━━━ EXTRACT PROVIDED

* [PATCH v2 net-next 1/3] tcp: use TCP_SKB_CB(skb)->tcp_flags in input path
2014-09-15 11:19 [PATCH v2 net-next 0/3] tcp: no longer keep around headers in input path Eric Dumazet
@ 2014-09-15 11:19 ` Eric Dumazet
2014-09-15 16:13 ` Neal Cardwell
2014-09-15 11:19 ` [PATCH v2 net-next 2/3] tcp: allow segment with FIN in tcp_try_coalesce() Eric Dumazet
` (2 subsequent siblings)
3 siblings, 1 reply; 8+ messages in thread
From: Eric Dumazet @ 2014-09-15 11:19 UTC (permalink / raw)
To: David S. Miller; +Cc: netdev, Yuchung Cheng, Neal Cardwell, Eric Dumazet
Input path of TCP do not currently uses TCP_SKB_CB(skb)->tcp_flags,
which is only used in output path.
tcp_recvmsg(), looks at tcp_hdr(skb)->syn for every skb found in receive queue,
and its unfortunate because this bit is located in a cache line right before
the payload.
We can simplify TCP by copying tcp flags into TCP_SKB_CB(skb)->tcp_flags.
This patch does so, and avoids the cache line miss in tcp_recvmsg()
Following patches will
- allow a segment with FIN being coalesced in tcp_try_coalesce()
- simplify tcp_collapse() by not copying the headers.
Signed-off-by: Eric Dumazet <edumazet@google.com>
---
net/ipv4/tcp.c | 18 ++++++++++--------
net/ipv4/tcp_input.c | 10 +++++-----
net/ipv4/tcp_ipv4.c | 1 +
net/ipv6/tcp_ipv6.c | 1 +
4 files changed, 17 insertions(+), 13 deletions(-)
diff --git a/net/ipv4/tcp.c b/net/ipv4/tcp.c
index 541f26a67ba2..070aeff1b131 100644
--- a/net/ipv4/tcp.c
+++ b/net/ipv4/tcp.c
@@ -1510,9 +1510,9 @@ static struct sk_buff *tcp_recv_skb(struct sock *sk, u32 seq, u32 *off)
while ((skb = skb_peek(&sk->sk_receive_queue)) != NULL) {
offset = seq - TCP_SKB_CB(skb)->seq;
- if (tcp_hdr(skb)->syn)
+ if (TCP_SKB_CB(skb)->tcp_flags & TCPHDR_SYN)
offset--;
- if (offset < skb->len || tcp_hdr(skb)->fin) {
+ if (offset < skb->len || (TCP_SKB_CB(skb)->tcp_flags & TCPHDR_FIN)) {
*off = offset;
return skb;
}
@@ -1585,7 +1585,7 @@ int tcp_read_sock(struct sock *sk, read_descriptor_t *desc,
if (offset + 1 != skb->len)

━━━━━━
━━━ PROVIDED MATERIAL

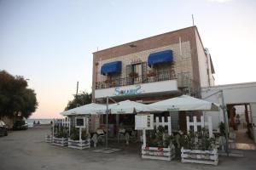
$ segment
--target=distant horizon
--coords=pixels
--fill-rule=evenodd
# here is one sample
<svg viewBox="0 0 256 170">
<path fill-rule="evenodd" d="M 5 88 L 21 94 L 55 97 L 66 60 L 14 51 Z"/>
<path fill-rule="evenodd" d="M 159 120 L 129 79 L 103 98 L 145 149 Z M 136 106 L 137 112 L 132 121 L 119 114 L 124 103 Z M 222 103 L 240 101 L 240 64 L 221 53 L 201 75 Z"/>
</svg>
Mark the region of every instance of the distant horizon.
<svg viewBox="0 0 256 170">
<path fill-rule="evenodd" d="M 62 117 L 68 100 L 91 92 L 92 53 L 197 26 L 216 85 L 256 82 L 256 1 L 0 1 L 0 69 L 35 90 L 32 118 Z"/>
</svg>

━━━━━━

GOAL 1:
Answer these questions about the TCP flags patch:
(a) Which function looks at tcp_hdr(skb)->syn for every skb found in the receive queue?
(b) How many files does the patch change, and how many insertions and deletions does it make?
(c) In tcp_recv_skb(), what condition replaces "if (tcp_hdr(skb)->syn)"?
GOAL 2: Write the next part of the TCP flags patch, starting after its final line.

WRITTEN REPLY 1:
(a) tcp_recvmsg()
(b) 4 files, with 17 insertions and 13 deletions
(c) if (TCP_SKB_CB(skb)->tcp_flags & TCPHDR_SYN)

WRITTEN REPLY 2:
continue;
}
- if (tcp_hdr(skb)->fin) {
+ if (TCP_SKB_CB(skb)->tcp_flags & TCPHDR_FIN) {
sk_eat_skb(sk, skb, false);
++seq;
break;
@@ -1722,11 +1722,11 @@ int tcp_recvmsg(struct kiocb *iocb, struct sock *sk, struct msghdr *msg,
break;
offset = *seq - TCP_SKB_CB(skb)->seq;
- if (tcp_hdr(skb)->syn)
+ if (TCP_SKB_CB(skb)->tcp_flags & TCPHDR_SYN)
offset--;
if (offset < skb->len)
goto found_ok_skb;
- if (tcp_hdr(skb)->fin)
+ if (TCP_SKB_CB(skb)->tcp_flags & TCPHDR_FIN)
goto found_fin_ok;
WARN(!(flags & MSG_PEEK),
"recvmsg bug 2: copied %X seq %X rcvnxt %X fl %X\n",
@@ -1959,7 +1959,7 @@ skip_copy:
if (used + offset < skb->len)
continue;
- if (tcp_hdr(skb)->fin)
+ if (TCP_SKB_CB(skb)->tcp_flags & TCPHDR_FIN)
goto found_fin_ok;
if (!(flags & MSG_PEEK)) {
sk_eat_skb(sk, skb, copied_early);
@@ -2160,8 +2160,10 @@ void tcp_close(struct sock *sk, long timeout)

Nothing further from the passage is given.